What is being asked: Could you count the lines in the listing that include the word "placard"? Give only the number.

─── Records for processing ───

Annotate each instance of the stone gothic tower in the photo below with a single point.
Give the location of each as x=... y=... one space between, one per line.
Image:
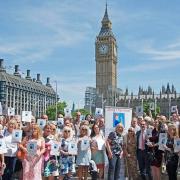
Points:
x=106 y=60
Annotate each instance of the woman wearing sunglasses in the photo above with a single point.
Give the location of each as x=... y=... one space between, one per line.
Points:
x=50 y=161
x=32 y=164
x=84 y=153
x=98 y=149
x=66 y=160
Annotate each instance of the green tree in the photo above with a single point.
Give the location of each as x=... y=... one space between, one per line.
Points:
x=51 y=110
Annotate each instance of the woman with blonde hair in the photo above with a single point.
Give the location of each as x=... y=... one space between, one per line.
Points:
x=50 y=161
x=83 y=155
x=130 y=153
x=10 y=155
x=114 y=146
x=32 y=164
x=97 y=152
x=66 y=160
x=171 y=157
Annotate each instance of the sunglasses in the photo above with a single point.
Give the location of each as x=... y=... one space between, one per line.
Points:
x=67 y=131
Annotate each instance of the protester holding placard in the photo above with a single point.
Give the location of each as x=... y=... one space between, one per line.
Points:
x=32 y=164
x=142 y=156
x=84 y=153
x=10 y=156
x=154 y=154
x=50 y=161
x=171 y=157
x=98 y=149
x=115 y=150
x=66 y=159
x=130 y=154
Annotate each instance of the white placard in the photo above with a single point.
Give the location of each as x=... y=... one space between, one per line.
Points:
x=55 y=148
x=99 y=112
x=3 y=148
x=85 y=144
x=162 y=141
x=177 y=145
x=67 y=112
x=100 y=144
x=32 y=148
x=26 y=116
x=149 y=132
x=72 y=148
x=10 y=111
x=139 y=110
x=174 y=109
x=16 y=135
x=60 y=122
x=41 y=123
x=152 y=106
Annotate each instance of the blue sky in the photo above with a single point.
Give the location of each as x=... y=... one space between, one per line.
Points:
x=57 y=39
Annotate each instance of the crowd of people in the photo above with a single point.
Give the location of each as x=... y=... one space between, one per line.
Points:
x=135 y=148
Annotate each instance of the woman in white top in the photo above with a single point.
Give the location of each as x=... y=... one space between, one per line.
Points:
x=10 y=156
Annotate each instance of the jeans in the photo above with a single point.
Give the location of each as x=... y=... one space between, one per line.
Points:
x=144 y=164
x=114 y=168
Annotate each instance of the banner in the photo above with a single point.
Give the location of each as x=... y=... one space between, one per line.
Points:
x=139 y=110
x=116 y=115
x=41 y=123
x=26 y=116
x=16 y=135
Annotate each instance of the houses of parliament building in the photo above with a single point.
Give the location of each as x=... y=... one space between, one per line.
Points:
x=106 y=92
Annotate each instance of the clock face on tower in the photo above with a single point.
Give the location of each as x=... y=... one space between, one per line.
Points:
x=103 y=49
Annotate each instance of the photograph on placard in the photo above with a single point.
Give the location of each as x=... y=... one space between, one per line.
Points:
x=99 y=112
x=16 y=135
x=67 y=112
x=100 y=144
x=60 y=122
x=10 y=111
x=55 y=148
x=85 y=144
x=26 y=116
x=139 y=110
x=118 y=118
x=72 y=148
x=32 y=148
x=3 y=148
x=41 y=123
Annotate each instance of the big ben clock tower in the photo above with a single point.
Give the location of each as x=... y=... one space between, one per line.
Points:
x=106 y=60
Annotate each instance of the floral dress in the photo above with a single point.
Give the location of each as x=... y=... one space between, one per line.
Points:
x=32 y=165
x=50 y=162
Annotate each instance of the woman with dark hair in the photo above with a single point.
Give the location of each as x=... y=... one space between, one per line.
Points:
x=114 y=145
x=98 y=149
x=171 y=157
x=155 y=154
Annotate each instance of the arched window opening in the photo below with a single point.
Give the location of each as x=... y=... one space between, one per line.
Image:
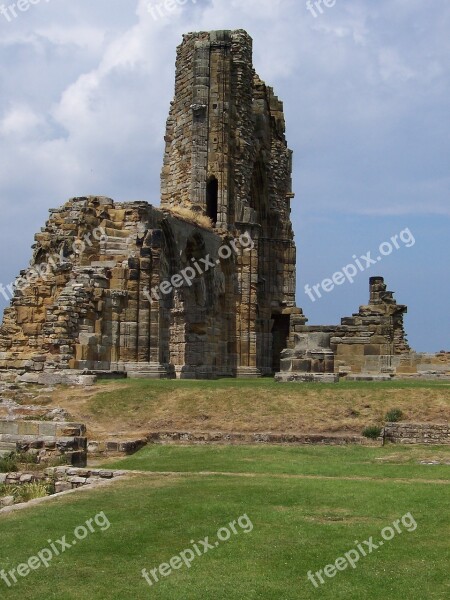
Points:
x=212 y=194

───
─── Records for processing ───

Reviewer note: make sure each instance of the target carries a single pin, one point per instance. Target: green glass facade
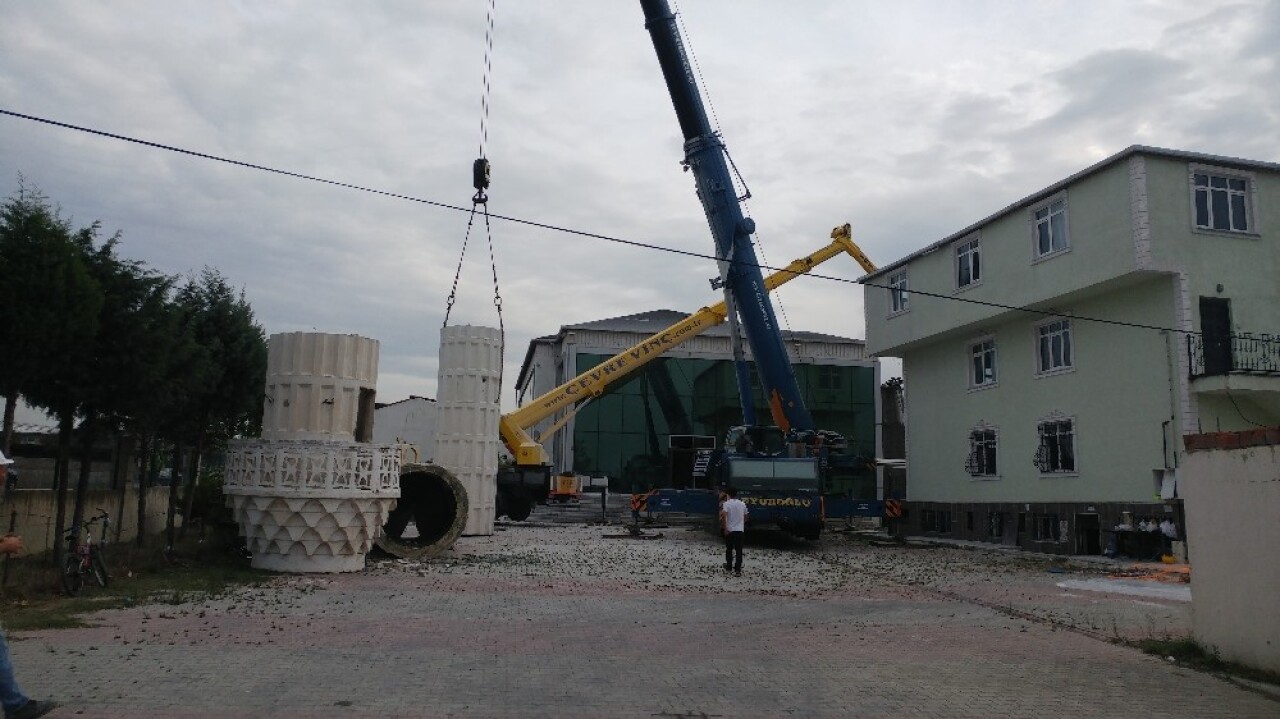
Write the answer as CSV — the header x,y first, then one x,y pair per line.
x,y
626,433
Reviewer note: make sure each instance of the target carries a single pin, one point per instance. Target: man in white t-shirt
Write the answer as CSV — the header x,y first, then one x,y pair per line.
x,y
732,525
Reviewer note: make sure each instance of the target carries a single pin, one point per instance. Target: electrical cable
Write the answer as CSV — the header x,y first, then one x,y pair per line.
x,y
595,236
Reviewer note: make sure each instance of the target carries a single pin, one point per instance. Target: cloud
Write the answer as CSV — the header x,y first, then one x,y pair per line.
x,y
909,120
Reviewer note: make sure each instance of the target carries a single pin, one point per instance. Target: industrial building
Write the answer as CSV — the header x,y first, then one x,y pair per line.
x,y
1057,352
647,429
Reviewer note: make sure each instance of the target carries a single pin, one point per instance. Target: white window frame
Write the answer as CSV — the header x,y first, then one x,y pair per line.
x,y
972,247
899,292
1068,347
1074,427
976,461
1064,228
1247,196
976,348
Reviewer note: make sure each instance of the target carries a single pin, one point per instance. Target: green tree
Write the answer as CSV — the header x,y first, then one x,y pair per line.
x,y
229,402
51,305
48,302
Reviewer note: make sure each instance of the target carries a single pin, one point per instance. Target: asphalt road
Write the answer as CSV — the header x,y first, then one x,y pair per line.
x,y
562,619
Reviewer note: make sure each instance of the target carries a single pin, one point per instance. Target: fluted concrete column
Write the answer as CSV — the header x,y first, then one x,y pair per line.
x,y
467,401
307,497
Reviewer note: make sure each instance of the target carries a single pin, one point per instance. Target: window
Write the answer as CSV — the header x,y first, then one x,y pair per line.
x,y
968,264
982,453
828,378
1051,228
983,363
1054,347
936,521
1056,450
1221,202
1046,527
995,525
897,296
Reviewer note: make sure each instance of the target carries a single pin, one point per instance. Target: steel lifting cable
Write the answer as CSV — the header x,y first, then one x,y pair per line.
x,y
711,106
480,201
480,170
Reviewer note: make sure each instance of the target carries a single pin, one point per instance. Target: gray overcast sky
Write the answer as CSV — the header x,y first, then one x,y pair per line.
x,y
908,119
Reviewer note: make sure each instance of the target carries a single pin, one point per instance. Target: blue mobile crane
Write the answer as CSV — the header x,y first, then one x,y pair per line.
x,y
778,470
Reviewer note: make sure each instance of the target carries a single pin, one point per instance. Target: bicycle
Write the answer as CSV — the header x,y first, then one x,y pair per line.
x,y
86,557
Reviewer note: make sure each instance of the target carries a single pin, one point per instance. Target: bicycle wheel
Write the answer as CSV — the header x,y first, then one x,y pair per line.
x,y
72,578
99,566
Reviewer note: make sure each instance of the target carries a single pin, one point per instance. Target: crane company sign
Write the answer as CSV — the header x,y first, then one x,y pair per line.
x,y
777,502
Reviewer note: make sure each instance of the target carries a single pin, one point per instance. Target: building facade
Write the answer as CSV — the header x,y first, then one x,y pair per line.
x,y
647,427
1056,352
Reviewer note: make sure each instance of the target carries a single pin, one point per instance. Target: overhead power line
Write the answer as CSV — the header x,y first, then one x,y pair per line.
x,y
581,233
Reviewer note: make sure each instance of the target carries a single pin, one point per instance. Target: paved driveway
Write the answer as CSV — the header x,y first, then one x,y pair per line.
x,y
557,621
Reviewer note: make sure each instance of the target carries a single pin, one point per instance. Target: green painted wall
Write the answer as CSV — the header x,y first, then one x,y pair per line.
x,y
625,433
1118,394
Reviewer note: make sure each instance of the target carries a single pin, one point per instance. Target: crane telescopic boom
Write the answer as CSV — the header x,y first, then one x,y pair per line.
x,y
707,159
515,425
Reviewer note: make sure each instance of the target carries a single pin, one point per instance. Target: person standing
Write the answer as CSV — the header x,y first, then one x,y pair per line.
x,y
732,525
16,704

───

Answer section: 3